[Text segment]:
A burned Union Bank that was still smoldering after a night of violence in La Mesa is reflected in water from fire hoses. Photo by Chris Stone

Thanks to a Minneapolis cop against whom 17 previous complaints were filed in recent years, the “usual suspects” hit the streets again when George Floyd died under the cop’s knee.

More than 4,000 people were arrested nationally over the weekend. A dozen governors ordered 10,000 National Guardsmen to patrol streets in armored vehicles while President Donald Trump hid in the White House underground bunker.

Buildings burned to the ground, people were injured and some died. America burned.

Welcome to June 2020 five months before Americans might retire Donald J. Trump after one term.

Trump sees 35 million unemployed Americans sitting at home watching thousands of fellow Americans gather peacefully in daylight then morph into looters, arsonists and rioters when the sun goes down.

More people have died from the coronavirus in four months than died in 70 years from the wars in Korea, Vietnam, Iraq and Afghanistan. Some Americans have refused to wear face masks because they think the entire coronavirus epidemic is a hoax. Some support people who disobey lockdown orders and go to churches so pastors can collect Sunday dollars.

The Supreme Court has been asked to set aside lockdowns of churches and by 5-4 ruled against a San Diego evangelical church that petitioned to disobey the Governor of California’s ban on large gatherings.

Older Americans, like me, part of the most vulnerable population cohort endangered by the coronavirus, are fine with staying home. But what of those unfortunate people in medical facilities and rest homes that the virus seems to have targeted? Yes, big numbers of older people have died. Thus, people my age are fearful of people who don’t wear masks and who object to the lockdown.

Then there is the ethnic threat to blacks and Hispanics like me who may be defenseless because they have underlying health problems or lack adequate medical care.

Many turn on the television and they see danger and disaster everywhere. This is not a happy time.

Mobs are on the streets in “usual suspect” cities: New York, Los Angeles, Detroit, Philadelphia, Washington, Oakland. But now they are also in a normally sane small town.

Saturday night, a thousand people gathered to protest in La Mesa, a city of 57,000 next to San Diego that has never hosted a rally of any sort except, perhaps, when it celebrated a Little League World Series victory in 1957.

Raoul Lowery Contreras

A thousand people gathered to protest the killing of George Floyd, a black man, by a white police officer who kneeled on his neck for over eight minutes. Floyd pleaded for the officer to let him “breathe.” Bystanders begged the officer to let the man breathe. They took videos with their phones. All the proof needed to send the officer to prison was on the Internet within minutes. The videos don’t lie; they are raw, unedited and powerful.

The officer was fired but not arrested. Protests started. Finally he was arrested and charged with third-degree murder and manslaughter. No bail. The legal system was working. Unfortunately, the cogs of justice work slowly; the delay led to protests, violence, looting and fires.

The City of La Mesa is 1,965 miles from Minneapolis. There was and is no excuse for the violence, looting and fires—none.

If the President of the United States had appeared on television from the White House within hours of the video hitting social media, he might have short-circuited the protests. He could have by stating that what he saw was unacceptable; that he had ordered the Department of Justice and the Federal Bureau of Investigation to determine if the man’s civil rights had been violated. He could say that federal prosecutions would ensue.

[What you need to do]:
(a) In the column on the La Mesa protests, how far is La Mesa from Minneapolis?
(b) Reproduce word for word the stretch of the column on the La Mesa protests from "The City of" through "prosecutions would ensue.".

Stored records:
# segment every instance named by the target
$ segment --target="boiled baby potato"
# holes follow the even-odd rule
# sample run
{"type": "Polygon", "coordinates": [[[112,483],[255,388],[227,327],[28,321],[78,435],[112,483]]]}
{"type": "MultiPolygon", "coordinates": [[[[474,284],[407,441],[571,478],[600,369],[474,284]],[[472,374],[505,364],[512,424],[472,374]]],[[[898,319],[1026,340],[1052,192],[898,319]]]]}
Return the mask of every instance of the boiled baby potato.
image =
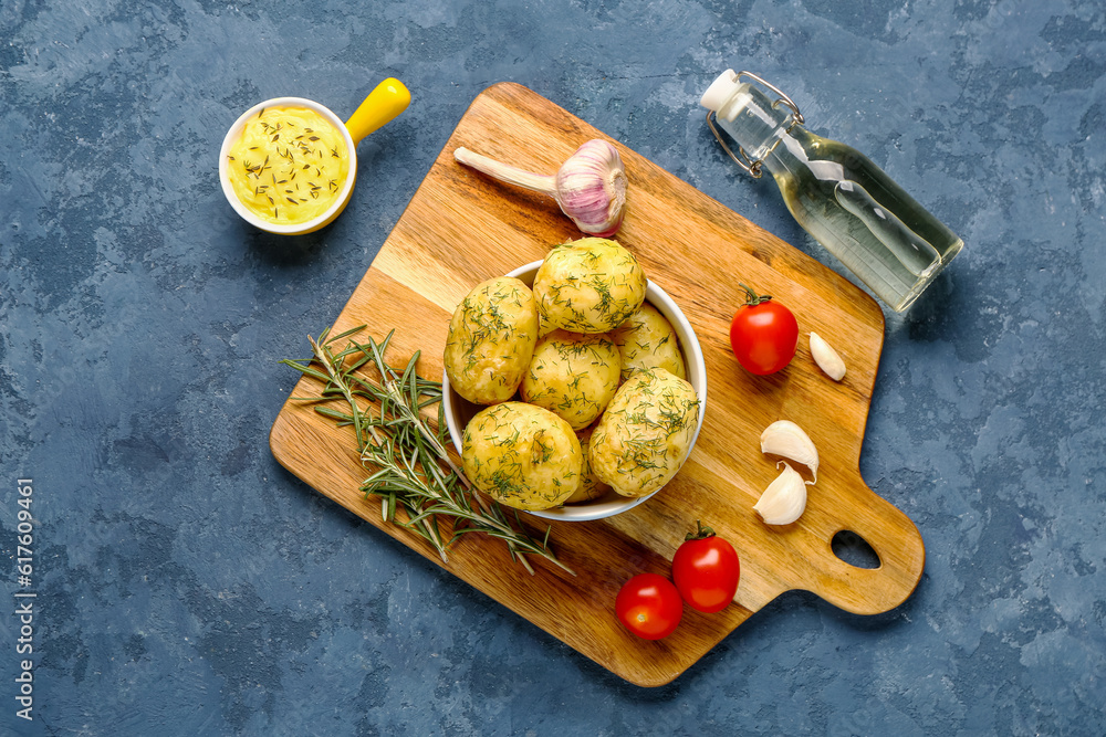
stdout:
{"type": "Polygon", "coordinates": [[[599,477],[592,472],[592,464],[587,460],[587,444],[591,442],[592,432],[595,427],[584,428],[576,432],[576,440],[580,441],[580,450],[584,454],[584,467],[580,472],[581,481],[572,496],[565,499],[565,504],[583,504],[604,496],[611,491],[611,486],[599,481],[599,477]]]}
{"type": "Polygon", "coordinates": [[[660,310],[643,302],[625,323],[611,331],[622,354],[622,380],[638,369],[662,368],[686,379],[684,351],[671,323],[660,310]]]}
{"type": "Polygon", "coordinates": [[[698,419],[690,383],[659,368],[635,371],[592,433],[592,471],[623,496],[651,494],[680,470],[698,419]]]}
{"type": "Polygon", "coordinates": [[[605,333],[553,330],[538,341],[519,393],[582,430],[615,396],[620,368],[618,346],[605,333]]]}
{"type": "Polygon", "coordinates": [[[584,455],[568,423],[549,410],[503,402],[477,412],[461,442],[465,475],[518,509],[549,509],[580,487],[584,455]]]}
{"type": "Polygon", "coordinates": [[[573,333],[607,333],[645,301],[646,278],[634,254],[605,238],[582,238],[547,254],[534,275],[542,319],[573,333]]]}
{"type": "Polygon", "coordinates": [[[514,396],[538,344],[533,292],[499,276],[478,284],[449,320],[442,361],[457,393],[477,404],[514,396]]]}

[Answers for the tasks]:
(a) 1,965 miles

(b)
The City of La Mesa is 1,965 miles from Minneapolis. There was and is no excuse for the violence, looting and fires—none.

If the President of the United States had appeared on television from the White House within hours of the video hitting social media, he might have short-circuited the protests. He could have by stating that what he saw was unacceptable; that he had ordered the Department of Justice and the Federal Bureau of Investigation to determine if the man’s civil rights had been violated. He could say that federal prosecutions would ensue.